##### PROVIDED DATA

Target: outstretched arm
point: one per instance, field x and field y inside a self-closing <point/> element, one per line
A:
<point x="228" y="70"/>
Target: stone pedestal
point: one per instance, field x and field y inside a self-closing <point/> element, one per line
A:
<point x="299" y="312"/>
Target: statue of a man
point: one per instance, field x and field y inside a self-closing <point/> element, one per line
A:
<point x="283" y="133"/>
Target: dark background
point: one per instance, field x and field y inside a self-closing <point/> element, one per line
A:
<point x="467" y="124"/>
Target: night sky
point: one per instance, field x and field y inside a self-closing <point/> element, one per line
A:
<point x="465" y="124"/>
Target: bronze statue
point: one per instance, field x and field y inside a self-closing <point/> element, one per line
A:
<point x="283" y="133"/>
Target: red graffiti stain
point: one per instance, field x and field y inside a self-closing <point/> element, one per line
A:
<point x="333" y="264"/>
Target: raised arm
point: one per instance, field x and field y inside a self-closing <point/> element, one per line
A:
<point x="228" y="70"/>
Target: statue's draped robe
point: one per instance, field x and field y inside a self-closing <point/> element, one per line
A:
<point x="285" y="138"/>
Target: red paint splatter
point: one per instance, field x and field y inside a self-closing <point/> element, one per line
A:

##########
##### PROVIDED DATA

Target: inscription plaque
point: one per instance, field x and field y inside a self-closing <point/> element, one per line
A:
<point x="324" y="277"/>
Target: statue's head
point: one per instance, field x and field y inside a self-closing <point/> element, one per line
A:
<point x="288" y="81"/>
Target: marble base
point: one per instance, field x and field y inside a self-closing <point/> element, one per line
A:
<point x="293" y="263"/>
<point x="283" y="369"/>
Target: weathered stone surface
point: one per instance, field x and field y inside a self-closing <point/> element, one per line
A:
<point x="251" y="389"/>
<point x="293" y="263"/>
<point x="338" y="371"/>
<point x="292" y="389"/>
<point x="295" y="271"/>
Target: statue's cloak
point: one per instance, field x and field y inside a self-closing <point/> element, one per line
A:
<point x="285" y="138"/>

##########

OBJECTIVE - Gather every line in the rows above that contains the word "statue", and list those lines.

COMPLETED TASK -
Target: statue of a man
Target: bronze statue
Target: statue's draped robe
Target: statue's head
Target: statue's cloak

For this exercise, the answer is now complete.